== INSTRUCTION ==
Write out all the data again, exactly as it stands.

============================================================

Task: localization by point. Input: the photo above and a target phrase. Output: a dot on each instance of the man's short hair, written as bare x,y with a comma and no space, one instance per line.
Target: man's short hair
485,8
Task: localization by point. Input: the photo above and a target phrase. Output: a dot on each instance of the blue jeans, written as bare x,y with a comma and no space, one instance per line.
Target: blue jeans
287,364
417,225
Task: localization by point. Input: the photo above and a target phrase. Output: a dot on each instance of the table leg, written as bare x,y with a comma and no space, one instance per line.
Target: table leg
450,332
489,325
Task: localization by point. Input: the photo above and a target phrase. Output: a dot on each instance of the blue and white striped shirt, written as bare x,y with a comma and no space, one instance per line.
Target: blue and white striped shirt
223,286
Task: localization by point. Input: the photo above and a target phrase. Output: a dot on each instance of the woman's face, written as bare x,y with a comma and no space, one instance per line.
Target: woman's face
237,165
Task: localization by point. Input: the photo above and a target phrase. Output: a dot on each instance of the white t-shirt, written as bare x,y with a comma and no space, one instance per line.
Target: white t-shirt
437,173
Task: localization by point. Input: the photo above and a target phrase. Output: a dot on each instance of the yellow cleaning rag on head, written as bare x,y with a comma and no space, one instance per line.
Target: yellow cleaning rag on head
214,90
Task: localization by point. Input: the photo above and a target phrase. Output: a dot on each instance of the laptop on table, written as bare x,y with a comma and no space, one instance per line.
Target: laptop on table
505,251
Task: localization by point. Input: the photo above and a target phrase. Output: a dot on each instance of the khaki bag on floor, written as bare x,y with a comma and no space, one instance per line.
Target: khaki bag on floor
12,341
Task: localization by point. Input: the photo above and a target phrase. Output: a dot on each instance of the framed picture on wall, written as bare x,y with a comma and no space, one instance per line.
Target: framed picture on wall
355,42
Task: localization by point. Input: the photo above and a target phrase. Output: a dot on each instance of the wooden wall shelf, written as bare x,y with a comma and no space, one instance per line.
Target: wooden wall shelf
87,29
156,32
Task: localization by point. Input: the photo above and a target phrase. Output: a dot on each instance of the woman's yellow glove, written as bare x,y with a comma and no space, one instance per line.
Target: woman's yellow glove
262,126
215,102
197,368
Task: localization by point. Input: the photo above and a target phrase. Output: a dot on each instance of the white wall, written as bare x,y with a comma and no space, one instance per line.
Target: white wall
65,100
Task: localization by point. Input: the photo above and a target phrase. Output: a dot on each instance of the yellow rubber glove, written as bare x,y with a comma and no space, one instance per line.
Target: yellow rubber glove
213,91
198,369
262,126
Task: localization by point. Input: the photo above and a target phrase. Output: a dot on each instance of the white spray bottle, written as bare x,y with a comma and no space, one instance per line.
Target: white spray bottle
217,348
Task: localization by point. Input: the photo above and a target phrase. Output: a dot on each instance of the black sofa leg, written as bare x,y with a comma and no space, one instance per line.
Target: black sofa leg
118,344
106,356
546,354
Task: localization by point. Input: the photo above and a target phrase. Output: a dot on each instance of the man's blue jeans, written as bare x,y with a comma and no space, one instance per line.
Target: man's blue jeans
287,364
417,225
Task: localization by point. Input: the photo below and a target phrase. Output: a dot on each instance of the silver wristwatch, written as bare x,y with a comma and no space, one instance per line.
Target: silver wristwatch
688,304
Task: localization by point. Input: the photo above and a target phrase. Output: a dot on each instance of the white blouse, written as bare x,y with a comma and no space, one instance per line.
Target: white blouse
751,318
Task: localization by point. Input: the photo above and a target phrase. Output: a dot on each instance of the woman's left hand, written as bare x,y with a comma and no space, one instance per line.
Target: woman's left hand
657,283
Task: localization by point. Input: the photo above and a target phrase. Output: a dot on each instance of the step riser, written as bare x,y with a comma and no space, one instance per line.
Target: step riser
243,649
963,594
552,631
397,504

============================================================

== TASK OUTPUT ==
Task: localization by point. Input: the photo above and a target phrase. Output: a dot on each instance of the man's short hair, written as bare x,y with a comma and no space, one instance per line.
Target: man's short hair
485,8
Task: localization by point. Input: the photo above and a target phrase. Output: a dot on each instance of the blue jeans, written as bare x,y with a comma and no space, one instance per line.
Target: blue jeans
287,364
417,225
Task: localization by point. Input: the photo above and a target phrase. Output: a dot on each instance of the table leg, written as bare x,y with a comma and no space, one instance per line.
Target: table leg
450,332
489,325
Task: localization by point. Input: the photo above and a target phrase. Output: a dot on each instance of the blue and white striped shirt, written as bare x,y with a comma and no space, one instance per line.
Target: blue and white striped shirt
223,286
Task: localization by point. Input: the photo above and a target phrase. Output: a dot on each instance of the woman's face, written as bare x,y with a comma and no space, one instance per line.
Target: woman's face
237,165
Task: localization by point. Input: the photo above and a target phrase. Output: a dot on each instance of the white t-shirt, written as bare x,y with a comma and no space, one instance per line.
Target: white t-shirt
437,173
Task: localization by point. Input: the photo above and a target phrase. Output: a dot on each instance of the yellow cleaning rag on head, written as bare x,y with a comma and no space, one instance per line.
Target: yellow cleaning rag on head
214,90
Task: localization by point. Input: the photo above and a target phrase. Output: a dot on each instance of the laptop on table, written as bare x,y with a comma and no space, one instance per line.
Target: laptop on table
505,251
Task: localization by point. Input: the photo above and a target phrase. Output: a dot on each instance of the khaki bag on floor, written as bare x,y with a comma and no space, one instance per line.
Target: khaki bag on floor
12,341
Task: localization by point. Input: the photo above and a target phrase. Output: a dot on each instance of the framed picture on wall, written as bare x,y with a comma and no space, one instance per line.
Target: framed picture on wall
355,42
Task: localization by point. Input: the photo above and a target phrase. Output: a dot on each instance of the wooden wall shelf, written as bare x,y with a comma and no space, one instance per line.
Target: wooden wall shelf
87,29
156,32
Task: localization by point. Input: the photo above and a target phrase. Output: a dot on each instance of the woman's yellow glove, written as bare x,y with a comma and no space, one instance per line.
Target: woman's yellow glove
262,126
215,102
197,368
Task: localization by point. Input: the photo above and a target phrase. Output: a dot on each instance of the white wall, written as bare x,y with a comma and no space, one instance per line.
Target: white wall
65,100
Task: localization by point. Input: the photo above and a target phrase. Output: a dot on each instance of the yellow rubber glove, written as bare x,y with a comma and no space, one instance per line.
Target: yellow rubber glove
213,91
198,369
262,126
Task: localization by point. Input: the photo above and a target phrase. Output: a dot on each instance of the white spray bottle, written as bare x,y with a comma and no space, one instance per line.
Target: white spray bottle
217,348
Task: localization by point. Input: the photo above and a target phrase. Output: a dot on each instance of the black sofa leg, written as bare x,y with a comma and no space, one instance per line.
Target: black sofa leg
118,344
106,356
546,354
Task: localization by point. Input: the photo above and a target phrase. Output: a dot on each instance of the man's blue jeans, written as bare x,y with a comma and no space, one instance per line.
Target: man's blue jeans
287,364
417,225
Task: localization by point. Input: the photo below and a target phrase. Output: a dot on each instance of the silver wristwatch, written as bare x,y with a comma and no space, one instance per line.
Target: silver wristwatch
688,304
Task: localization by point. Input: the photo above and a target phrase. Output: a dot on each instance of the white blouse, written as bare x,y with a comma and no space, one instance per line.
Target: white blouse
751,318
Task: localization by point. Input: the photo above and a target phrase. Output: a dot on each instance of the woman's left hand, written as bare x,y with a comma and no space, one instance per line.
Target: woman's left hand
657,283
Task: localization by point. Input: the photo above and a target phrase. Output: a dot on each instance of the step riser, written as bare x,y with a comma and no space, one instance per line.
Target: step riser
243,649
963,594
552,631
397,504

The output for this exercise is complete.